* _Your objective_
Convert the records into a Markdown table with columns Row and Record line, starting at the line containing "Can you find the parked" and continuing through the final line. Omit blank lines.

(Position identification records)
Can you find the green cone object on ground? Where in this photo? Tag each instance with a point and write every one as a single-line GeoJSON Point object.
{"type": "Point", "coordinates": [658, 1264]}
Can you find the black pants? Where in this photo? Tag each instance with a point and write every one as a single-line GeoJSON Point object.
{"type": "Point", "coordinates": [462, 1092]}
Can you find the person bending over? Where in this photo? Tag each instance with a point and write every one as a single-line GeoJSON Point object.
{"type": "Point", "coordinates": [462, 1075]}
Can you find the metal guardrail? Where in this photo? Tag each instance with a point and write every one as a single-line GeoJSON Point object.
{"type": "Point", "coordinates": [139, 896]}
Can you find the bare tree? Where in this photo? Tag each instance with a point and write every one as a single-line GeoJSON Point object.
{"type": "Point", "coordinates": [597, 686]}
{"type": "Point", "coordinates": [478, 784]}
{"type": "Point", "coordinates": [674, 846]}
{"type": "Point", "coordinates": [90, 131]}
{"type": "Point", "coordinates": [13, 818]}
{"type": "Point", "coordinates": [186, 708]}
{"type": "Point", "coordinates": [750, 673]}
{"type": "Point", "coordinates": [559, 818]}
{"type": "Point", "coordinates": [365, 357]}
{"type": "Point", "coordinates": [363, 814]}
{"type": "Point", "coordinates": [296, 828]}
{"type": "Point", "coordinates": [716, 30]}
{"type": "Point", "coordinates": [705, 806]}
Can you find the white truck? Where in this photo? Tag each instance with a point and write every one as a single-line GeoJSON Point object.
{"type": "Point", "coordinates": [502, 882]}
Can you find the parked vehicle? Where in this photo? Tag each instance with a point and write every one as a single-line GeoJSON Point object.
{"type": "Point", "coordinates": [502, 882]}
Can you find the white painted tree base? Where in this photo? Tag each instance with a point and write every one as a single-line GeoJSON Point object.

* _Solution to the problem_
| Row | Record line |
|---|---|
| 1 | Can you find the parked vehicle? Where in this photo? Tag each instance with a point and write every one as a single-line GeoJSON Point object. |
| 2 | {"type": "Point", "coordinates": [502, 882]} |
| 3 | Can you find the white painted tree base? Where in this photo? Tag each instance with a point and write every one as a single-line GeoJSON Point object. |